Data items

===============

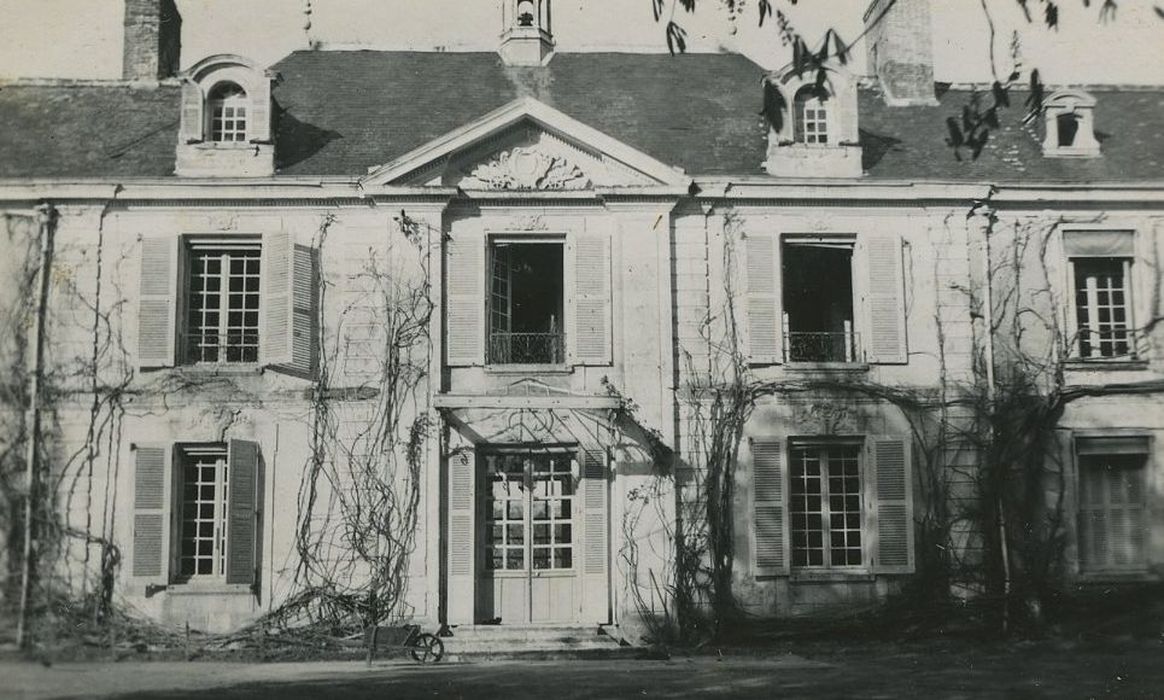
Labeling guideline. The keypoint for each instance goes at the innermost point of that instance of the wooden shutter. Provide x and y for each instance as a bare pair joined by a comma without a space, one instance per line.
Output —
304,312
157,301
591,313
192,125
765,323
891,522
465,301
258,126
885,304
151,471
242,506
769,510
276,338
462,541
596,551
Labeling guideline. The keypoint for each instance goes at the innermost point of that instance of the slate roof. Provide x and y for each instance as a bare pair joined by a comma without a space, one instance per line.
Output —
342,112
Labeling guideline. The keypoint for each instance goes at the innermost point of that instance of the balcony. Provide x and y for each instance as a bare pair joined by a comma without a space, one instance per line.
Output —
526,348
801,346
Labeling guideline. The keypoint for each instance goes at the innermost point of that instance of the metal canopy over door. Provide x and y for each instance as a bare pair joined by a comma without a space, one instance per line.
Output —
530,537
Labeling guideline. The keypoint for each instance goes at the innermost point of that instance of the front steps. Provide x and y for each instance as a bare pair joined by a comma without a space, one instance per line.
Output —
485,642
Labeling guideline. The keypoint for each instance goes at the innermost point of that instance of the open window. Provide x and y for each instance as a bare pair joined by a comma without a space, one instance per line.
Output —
818,299
526,301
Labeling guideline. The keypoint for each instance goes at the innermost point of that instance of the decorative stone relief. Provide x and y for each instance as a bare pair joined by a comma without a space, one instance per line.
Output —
524,168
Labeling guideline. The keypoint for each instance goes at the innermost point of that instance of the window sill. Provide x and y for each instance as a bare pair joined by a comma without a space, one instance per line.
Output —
529,369
830,577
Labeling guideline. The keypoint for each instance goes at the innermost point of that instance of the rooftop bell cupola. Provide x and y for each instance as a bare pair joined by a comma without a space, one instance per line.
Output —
526,37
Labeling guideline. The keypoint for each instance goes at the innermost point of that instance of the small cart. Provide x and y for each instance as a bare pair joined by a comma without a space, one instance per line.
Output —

===============

▸ **WHAT THE EXERCISE ASKS**
From the first line to the last, output the records exactly without pictures.

▸ **RESPONSE**
Labeling guideline. The keypoint for each instance goes at the innermost point of that instance of the wooden shutter. Provide x and y for each instance as a bare pair joined by a comma without a space, one instance per line.
Output —
304,312
157,301
591,313
192,125
765,323
891,522
465,301
258,126
885,304
151,471
242,506
769,510
276,338
462,541
596,551
Labeling guideline. The keypoint for each instance goes at the innermost point of that instance of the slate roof. Provide x and y for each instance as a bare pair joined by a comma without a space, one instance per line.
Output —
342,112
Labeling guideline. The keypoint for each instance goes at the innermost point of that instance of the balcony. Provide x and y for each instance as a bare pair joined by a comma without a space, one instance per line.
Output —
526,348
801,346
Labeling guideline. The keypoint for each instance goes at the innermost point of that instance of the metal canopy over door. Provide x and y for each instance as a bare pair joined by a comma without a space, one instance per line.
Output —
530,537
Labeling guideline. The keypoint for each instance goes at the innermost point of that instance of the front steps. Provide x and y for each instance as a bare pair joined by a comma without a space, one instance per line.
Output —
485,642
Labeling guideline. The keypoint for each instance goes at the innermost point of that instance of the open window. Provide x and y for each instance as a bare pair joined by a comma without a space, one instance per line.
Output —
818,299
526,301
Labeling guideline. The keypoint for each instance goes at the innermost point of that instance of the decorative stone relief. Provide x and y for each instance as a bare pair joined by a comma without a space, one instance per line.
Output —
524,168
Labeling guideline. The keypoint for each instance goes at the innermost point of that instance of the window sill. Provide x and y for each instance as a bare pair joined by a comma without a space, one instance per line.
Output —
529,369
830,577
Labeling guideline. The keypoint for each instance goes at the innermost point of that instance of the rooftop bell cupola. Provide x and y for each instance as a bare pair joined by a comma without a space, one instance per line.
Output —
526,37
Labeling guideline. The keypoint for each instance goes at the innermost point of that instance of the small cart. Provide x and y for each instance as a bare pair joined by a comma without a space, one instance per line.
Output —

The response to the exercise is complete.